* Supplied material
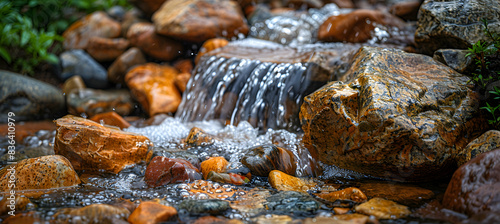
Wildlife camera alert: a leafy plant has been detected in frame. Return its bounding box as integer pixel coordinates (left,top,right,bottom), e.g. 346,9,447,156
467,19,500,128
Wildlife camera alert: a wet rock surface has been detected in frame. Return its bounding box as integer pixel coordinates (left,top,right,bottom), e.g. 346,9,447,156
443,149,500,216
152,0,248,42
54,115,153,174
0,155,80,192
301,47,486,181
415,0,500,55
0,70,65,123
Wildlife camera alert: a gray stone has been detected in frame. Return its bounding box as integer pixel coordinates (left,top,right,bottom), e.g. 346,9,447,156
60,49,108,89
264,191,320,215
415,0,500,55
179,199,230,215
0,70,65,123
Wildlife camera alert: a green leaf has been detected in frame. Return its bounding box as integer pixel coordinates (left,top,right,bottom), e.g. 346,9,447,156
0,47,12,64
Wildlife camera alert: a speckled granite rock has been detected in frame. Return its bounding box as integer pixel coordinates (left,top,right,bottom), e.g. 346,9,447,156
301,47,487,181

* Exercise task
Please return the listing above word for word, keeping every line in its original order, but omit the pictures.

* Right answer
Wildlife camera alert: a leafy plant has been detected in frame. Return its bounding box as integer pixel coordinates (left,top,right,bottom), e.g. 346,9,447,156
467,19,500,128
Wildlife camera alert: a wet rock surface has been detected in frame. Return its bounding box as integer pixel coordinates (left,top,right,bottom), e.g. 346,9,447,156
443,149,500,216
152,0,248,42
54,115,153,174
0,155,80,192
301,47,486,181
415,0,500,55
0,70,65,123
Wildlife camera alert: a gray stone has been detected in frame. Return its bounding box as integer pixel coordinates (left,top,right,bottom), e.g. 346,9,447,156
60,49,108,89
264,191,320,215
415,0,500,55
179,199,230,215
0,70,65,123
Wildlife camera alert: a green leaf has been detected in frame. Return its bounding box as integer pixel coordinates (left,top,right,bottom), e.g. 346,9,447,156
0,47,12,64
Wildlife camera alert: a speckled granite rock has been detected in frame. Return its bounding box as integer pixel coordinates (left,top,right,bottom), e.g. 346,9,447,156
301,47,487,181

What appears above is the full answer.